Objective> Select every line in the listing below that contains the word "agricultural", and copy each of those lines. Case counts, so uppercase and lowercase letters must match.

====== The data

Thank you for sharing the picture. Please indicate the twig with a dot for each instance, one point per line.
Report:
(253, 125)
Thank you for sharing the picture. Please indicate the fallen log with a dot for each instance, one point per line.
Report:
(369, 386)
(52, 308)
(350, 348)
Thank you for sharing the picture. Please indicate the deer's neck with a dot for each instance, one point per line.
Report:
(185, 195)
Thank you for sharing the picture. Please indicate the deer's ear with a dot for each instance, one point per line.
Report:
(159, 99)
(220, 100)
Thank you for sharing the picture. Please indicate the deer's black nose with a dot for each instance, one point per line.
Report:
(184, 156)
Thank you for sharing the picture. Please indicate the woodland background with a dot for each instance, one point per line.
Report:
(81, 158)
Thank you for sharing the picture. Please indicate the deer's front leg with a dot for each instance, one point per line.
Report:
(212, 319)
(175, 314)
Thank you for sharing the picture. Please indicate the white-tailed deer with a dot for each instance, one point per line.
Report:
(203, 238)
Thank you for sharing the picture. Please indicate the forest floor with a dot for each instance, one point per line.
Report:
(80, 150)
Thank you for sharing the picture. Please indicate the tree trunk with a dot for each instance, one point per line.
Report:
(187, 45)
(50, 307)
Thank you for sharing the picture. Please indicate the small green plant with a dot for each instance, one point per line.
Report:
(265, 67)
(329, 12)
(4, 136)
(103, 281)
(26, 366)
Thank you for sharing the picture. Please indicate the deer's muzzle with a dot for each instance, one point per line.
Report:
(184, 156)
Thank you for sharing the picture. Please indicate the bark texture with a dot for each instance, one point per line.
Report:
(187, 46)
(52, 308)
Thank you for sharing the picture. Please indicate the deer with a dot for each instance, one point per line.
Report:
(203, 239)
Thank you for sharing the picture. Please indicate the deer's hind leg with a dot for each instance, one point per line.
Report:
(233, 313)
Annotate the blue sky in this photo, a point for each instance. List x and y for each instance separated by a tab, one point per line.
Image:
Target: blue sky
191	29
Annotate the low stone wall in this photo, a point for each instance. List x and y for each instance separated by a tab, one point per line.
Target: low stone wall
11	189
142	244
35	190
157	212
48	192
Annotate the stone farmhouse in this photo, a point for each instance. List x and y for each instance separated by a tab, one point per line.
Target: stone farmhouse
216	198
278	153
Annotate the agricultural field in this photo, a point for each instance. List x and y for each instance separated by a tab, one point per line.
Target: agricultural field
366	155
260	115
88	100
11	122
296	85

============
====== The data

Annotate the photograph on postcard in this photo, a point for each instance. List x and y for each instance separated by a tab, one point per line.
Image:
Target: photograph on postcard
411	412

============

Correct output>
Annotate the agricultural field in this photo, a point for each instance. List x and y for each instance separated by a tab, one point per line.
Target: agricultural field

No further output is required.